* _Problem A_
Reproduce the outline labeling listing verbatim, starting at its first line and ending with the line that contains "30 129 L 35", both included.

* _Source passage_
-*-
Indigenous students are getting more chances to further their education with an alternative secondary school program.
The program that started 10 years ago is expanding with the addition of a second teacher. The focus is to give Indigenous students who have struggled within the education system a chance to learn in a more culturally focused way.
“The intent is to help students that are having trouble adjusting to mainstream education,” said Mickayla Bird, executive director of the Timmins Native Friendship Centre. “We exist because our clients needed support to transition into an urban society, so this mirrors that same aspect for youth in high school.”
The program is a partnership between the Timmins Native Friendship Centre, District School Board Ontario North East (DSB1), Timmins High and Vocational School and the Ministry of Education. It's open to students aged 16 to 21 who have had challenges adapting to the education system.
There are co-ops and part-time options available. Currently, there are 25 students enrolled.
-*-
* _Problem B_
In the article on the alternative secondary school program for Indigenous students, what age range is the program open to?

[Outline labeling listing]
-*-
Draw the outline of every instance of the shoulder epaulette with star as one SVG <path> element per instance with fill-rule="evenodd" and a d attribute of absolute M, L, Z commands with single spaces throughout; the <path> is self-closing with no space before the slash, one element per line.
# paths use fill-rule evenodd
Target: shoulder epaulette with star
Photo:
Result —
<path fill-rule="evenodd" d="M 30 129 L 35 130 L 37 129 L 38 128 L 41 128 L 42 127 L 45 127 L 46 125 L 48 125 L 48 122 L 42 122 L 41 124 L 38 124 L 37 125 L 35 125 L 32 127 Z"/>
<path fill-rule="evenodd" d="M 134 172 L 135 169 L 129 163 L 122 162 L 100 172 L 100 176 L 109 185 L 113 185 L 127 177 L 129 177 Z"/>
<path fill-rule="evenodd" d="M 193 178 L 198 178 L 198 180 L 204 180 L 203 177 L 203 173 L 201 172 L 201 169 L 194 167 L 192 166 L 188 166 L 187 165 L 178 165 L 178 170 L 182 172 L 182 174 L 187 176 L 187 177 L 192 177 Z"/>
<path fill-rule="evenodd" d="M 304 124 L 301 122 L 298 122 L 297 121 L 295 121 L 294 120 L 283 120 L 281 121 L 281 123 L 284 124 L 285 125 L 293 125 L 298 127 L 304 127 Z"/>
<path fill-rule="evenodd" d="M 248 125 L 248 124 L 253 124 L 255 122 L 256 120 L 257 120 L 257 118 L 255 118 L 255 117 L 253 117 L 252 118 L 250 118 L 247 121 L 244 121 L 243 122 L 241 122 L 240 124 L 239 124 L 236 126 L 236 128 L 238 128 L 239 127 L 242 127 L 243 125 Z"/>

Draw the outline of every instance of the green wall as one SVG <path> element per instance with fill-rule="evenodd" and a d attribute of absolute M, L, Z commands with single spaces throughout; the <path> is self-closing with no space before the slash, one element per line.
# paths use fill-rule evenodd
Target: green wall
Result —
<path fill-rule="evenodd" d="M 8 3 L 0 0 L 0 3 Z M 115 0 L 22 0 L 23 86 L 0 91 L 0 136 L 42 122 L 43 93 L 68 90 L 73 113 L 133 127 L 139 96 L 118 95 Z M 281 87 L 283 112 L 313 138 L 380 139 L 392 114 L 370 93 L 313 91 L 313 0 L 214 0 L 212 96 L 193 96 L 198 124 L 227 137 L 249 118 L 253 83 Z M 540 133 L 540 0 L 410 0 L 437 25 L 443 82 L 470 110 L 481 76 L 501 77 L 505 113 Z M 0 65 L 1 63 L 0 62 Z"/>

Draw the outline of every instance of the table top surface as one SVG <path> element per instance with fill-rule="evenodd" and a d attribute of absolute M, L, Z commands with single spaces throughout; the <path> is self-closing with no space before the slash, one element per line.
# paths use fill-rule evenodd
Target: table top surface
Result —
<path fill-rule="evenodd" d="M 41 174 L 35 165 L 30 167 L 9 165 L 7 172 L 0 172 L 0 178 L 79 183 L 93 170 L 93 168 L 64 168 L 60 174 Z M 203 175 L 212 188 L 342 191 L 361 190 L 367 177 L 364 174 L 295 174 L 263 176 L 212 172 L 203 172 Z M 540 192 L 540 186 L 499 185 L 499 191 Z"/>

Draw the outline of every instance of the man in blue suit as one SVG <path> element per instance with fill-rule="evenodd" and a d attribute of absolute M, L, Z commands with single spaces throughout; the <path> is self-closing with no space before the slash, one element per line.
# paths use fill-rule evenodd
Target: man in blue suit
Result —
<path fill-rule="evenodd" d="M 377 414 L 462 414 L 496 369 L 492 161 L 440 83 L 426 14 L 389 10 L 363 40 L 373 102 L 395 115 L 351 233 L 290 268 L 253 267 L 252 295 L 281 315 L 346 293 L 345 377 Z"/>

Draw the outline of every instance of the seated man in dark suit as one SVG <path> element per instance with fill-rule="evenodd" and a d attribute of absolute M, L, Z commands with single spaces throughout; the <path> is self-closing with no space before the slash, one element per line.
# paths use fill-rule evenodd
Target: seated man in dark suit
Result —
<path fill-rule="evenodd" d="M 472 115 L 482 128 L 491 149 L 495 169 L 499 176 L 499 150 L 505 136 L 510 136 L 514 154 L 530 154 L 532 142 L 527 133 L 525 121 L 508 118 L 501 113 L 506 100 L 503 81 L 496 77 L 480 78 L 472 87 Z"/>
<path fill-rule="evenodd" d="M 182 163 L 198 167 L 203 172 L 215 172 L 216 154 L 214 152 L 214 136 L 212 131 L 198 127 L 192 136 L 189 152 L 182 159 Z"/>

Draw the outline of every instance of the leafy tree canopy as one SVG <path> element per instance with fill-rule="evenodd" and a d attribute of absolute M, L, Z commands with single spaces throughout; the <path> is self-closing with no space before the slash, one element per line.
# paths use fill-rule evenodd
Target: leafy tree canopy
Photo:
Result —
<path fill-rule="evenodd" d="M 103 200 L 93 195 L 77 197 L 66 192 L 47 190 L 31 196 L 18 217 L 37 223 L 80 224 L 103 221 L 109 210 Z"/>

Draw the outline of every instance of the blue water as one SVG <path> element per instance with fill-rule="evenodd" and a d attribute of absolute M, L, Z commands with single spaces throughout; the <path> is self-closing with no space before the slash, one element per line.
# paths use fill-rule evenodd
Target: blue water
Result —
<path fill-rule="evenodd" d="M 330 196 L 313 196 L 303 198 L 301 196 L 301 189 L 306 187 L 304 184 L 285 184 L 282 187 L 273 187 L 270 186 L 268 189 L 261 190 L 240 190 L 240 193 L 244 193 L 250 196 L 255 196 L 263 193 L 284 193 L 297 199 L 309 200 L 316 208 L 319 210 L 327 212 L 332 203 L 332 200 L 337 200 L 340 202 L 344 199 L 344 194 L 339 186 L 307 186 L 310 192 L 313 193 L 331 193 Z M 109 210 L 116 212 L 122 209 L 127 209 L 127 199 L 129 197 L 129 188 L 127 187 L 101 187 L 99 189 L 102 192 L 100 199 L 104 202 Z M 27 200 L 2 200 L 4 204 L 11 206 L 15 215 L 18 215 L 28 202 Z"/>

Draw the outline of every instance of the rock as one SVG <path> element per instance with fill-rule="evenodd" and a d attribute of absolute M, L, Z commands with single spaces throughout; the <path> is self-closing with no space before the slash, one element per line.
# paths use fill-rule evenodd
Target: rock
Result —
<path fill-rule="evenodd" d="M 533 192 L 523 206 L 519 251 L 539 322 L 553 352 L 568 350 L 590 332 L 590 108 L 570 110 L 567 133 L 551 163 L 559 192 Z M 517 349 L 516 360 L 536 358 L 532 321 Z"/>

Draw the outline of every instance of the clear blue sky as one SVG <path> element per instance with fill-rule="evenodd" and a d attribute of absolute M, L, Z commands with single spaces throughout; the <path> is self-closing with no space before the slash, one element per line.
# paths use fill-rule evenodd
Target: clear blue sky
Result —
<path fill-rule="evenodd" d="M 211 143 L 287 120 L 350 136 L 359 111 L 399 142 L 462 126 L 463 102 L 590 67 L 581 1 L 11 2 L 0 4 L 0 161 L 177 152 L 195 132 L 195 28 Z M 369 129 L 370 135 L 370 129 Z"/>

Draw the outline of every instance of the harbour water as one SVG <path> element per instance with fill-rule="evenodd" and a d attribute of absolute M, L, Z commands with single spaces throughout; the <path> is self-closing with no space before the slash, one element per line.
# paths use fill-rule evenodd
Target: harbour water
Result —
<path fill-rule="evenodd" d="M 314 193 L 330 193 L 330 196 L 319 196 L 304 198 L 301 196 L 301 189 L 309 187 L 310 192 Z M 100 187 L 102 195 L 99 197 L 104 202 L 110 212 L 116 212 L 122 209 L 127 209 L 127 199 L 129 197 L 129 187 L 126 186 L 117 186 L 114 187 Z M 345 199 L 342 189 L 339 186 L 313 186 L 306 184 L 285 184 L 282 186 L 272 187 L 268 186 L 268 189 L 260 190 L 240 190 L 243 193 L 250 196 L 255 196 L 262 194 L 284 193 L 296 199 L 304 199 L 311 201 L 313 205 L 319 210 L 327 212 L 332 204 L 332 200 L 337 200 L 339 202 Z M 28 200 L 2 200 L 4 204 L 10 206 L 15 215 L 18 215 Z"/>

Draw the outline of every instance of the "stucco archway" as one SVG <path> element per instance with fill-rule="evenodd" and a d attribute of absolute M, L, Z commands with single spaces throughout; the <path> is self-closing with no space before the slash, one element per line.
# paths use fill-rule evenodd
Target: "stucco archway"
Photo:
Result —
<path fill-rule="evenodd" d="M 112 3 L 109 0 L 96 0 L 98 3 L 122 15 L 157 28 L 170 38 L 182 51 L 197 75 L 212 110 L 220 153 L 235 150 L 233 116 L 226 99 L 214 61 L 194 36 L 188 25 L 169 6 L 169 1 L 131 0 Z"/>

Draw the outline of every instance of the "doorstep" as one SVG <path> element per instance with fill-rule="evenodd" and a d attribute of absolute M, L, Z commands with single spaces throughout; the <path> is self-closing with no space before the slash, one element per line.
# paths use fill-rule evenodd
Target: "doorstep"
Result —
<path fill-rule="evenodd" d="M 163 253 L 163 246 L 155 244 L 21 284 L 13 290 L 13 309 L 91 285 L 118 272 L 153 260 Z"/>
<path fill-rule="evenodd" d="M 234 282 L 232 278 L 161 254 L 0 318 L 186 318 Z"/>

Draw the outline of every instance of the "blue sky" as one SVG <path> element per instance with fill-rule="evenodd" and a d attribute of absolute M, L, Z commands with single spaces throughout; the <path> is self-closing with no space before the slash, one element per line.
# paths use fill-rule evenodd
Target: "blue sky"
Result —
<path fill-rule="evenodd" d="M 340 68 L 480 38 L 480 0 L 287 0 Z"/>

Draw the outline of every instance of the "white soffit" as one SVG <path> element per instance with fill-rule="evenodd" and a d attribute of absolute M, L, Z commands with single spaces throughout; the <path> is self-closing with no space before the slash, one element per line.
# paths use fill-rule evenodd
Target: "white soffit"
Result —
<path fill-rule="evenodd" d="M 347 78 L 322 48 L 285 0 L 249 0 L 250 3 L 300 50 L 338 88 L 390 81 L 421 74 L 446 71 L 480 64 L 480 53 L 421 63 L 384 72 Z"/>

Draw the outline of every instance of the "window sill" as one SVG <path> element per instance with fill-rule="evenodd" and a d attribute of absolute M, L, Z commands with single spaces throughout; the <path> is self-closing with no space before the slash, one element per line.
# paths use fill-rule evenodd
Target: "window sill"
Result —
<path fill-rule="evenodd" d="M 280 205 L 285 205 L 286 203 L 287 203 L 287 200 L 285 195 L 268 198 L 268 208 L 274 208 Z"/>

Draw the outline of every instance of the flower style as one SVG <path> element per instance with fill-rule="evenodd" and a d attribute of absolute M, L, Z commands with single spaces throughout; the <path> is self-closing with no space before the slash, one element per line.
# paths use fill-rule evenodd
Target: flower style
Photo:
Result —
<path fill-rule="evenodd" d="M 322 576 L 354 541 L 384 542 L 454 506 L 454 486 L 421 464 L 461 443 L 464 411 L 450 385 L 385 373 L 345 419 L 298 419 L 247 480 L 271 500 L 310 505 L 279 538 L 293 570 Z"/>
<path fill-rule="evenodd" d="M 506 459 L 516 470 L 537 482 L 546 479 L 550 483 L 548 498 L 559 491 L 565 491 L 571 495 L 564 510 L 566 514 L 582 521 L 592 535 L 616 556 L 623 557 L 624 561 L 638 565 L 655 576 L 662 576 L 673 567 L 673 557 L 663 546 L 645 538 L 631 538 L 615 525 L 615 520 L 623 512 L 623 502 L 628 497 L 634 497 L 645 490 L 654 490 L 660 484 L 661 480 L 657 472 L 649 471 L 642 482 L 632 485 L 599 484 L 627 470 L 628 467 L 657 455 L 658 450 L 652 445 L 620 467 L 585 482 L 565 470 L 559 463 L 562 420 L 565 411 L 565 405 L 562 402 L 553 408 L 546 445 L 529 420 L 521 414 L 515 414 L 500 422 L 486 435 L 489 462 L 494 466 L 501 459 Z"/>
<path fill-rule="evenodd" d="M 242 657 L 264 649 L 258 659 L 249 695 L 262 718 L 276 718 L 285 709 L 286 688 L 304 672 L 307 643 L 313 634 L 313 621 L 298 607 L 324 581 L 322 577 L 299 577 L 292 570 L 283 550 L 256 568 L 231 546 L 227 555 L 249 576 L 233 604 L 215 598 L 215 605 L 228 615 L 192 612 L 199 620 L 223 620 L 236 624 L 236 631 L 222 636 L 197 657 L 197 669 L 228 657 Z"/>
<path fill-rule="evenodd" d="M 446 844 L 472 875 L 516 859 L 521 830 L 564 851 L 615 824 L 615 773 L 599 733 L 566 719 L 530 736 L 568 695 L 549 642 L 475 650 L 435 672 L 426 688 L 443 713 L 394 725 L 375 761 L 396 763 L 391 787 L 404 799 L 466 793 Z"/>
-*-
* _Exercise output A_
Draw the outline of every instance of the shoulder epaulette with star as one SVG <path> element per instance with fill-rule="evenodd" and a d attribute of absolute M, L, Z commands with single spaces throughout; the <path> is self-closing with no space before the slash, one element per line.
# paths use fill-rule evenodd
Target: shoulder epaulette with star
Photo:
Result —
<path fill-rule="evenodd" d="M 30 129 L 35 130 L 37 129 L 38 128 L 41 128 L 42 127 L 45 127 L 46 125 L 48 125 L 48 122 L 42 122 L 41 124 L 38 124 L 37 125 L 35 125 L 32 127 Z"/>

* _Exercise output B_
Students aged 16 to 21.